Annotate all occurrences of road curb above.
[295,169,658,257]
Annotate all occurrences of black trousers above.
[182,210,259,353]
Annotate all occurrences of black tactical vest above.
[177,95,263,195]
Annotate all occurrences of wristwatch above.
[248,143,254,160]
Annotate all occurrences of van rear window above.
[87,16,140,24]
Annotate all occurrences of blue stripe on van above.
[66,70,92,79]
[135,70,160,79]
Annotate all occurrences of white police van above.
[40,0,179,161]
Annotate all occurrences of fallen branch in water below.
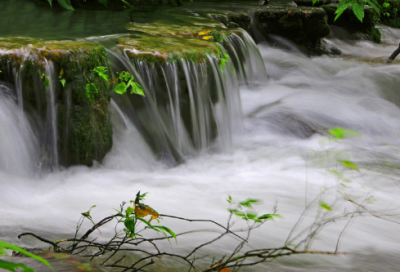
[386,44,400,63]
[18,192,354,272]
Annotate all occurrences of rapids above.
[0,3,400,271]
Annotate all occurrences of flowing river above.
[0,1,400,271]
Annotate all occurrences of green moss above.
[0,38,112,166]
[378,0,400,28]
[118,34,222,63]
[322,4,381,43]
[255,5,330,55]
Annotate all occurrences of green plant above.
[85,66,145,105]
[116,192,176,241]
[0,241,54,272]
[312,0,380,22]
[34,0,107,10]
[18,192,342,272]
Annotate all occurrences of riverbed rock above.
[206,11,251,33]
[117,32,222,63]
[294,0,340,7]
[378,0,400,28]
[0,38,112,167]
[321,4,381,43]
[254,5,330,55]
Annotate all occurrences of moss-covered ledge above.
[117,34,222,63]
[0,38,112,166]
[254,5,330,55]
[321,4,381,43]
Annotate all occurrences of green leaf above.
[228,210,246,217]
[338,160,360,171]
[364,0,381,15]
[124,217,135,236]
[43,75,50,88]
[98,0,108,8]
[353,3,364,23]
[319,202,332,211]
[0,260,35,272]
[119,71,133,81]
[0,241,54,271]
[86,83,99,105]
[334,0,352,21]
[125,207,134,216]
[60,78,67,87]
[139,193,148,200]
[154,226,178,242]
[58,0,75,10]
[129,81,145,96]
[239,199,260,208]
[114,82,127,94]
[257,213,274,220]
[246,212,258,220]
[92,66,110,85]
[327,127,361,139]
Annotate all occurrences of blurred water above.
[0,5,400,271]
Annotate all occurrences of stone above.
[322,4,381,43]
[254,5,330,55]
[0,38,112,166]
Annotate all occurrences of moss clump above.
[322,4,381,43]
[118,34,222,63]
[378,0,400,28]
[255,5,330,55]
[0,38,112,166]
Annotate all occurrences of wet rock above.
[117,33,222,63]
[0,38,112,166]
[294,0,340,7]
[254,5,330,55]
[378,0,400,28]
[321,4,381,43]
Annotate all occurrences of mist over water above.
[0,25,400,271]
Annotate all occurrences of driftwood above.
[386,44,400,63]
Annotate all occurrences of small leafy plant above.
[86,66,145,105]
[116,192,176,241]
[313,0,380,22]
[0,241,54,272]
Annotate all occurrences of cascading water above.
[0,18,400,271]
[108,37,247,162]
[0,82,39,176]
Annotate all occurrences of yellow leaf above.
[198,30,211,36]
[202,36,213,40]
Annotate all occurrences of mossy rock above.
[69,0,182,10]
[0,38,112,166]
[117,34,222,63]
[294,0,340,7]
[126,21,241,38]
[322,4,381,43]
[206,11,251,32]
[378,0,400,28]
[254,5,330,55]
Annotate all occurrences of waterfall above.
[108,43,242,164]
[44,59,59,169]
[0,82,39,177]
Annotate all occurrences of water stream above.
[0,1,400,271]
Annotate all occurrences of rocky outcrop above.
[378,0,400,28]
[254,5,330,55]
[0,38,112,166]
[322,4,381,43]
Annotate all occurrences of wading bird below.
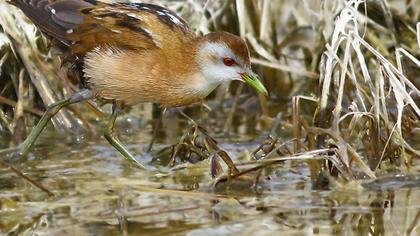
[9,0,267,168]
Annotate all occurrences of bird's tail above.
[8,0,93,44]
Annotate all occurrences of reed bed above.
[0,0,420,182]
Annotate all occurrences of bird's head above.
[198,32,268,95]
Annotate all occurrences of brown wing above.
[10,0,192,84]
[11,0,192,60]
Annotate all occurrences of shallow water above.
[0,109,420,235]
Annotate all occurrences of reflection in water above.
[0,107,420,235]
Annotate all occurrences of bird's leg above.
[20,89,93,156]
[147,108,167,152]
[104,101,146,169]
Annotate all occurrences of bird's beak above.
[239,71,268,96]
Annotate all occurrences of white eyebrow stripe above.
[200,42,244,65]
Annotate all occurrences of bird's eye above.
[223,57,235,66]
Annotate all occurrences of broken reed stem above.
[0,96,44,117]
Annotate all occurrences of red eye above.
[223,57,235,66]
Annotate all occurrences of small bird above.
.....
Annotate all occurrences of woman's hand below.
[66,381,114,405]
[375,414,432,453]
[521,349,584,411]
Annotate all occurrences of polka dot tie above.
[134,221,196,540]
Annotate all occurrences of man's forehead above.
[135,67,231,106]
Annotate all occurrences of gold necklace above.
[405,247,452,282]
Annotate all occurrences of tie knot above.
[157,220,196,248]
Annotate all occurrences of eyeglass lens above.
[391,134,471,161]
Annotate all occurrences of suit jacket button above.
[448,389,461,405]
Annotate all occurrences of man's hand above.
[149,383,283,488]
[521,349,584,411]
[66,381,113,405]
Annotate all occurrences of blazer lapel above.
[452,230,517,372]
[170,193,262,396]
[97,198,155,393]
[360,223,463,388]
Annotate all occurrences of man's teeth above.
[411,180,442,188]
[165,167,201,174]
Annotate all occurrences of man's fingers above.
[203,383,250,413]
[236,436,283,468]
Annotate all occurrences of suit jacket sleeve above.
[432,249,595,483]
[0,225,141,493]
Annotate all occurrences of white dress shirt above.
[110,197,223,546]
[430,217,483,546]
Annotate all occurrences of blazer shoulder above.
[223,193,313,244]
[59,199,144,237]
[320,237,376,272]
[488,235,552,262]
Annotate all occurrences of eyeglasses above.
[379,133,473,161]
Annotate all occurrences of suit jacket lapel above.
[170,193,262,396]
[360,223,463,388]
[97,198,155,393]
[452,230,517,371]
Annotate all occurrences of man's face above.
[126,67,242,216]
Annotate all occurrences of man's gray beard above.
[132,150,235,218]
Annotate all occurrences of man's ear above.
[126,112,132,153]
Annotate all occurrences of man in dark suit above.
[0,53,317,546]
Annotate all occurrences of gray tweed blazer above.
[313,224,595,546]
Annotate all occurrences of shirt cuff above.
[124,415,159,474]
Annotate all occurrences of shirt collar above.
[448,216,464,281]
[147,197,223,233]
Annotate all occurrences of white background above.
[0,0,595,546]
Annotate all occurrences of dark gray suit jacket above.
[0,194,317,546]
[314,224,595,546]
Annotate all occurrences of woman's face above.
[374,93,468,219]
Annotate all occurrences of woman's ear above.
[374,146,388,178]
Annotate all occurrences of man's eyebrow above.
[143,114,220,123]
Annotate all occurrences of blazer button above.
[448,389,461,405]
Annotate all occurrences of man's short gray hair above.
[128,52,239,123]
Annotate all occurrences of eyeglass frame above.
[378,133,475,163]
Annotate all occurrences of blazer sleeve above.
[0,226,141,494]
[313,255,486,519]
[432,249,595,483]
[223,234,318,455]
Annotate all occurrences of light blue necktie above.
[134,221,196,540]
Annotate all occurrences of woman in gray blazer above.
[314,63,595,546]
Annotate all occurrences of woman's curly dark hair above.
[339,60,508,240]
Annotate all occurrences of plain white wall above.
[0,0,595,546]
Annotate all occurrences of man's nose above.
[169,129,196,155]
.....
What to produce:
Please reproduce the data from the line with "Annotate all occurrences of mist" up to and including the line with "[202,36,213,40]", substituting "floating log" for "driftwood" and leaving everything else unchanged.

Solution:
Annotate all occurrences of mist over water above.
[0,25,400,271]
Annotate all occurrences of floating log above.
[386,44,400,63]
Annotate all occurrences of small leafy plant above.
[86,66,145,105]
[116,192,176,241]
[313,0,380,22]
[0,241,54,272]
Annotate all occurrences of cascading water above.
[0,18,400,271]
[108,37,247,162]
[0,82,39,176]
Annotate all occurrences of yellow leaf above.
[198,30,211,36]
[202,36,213,40]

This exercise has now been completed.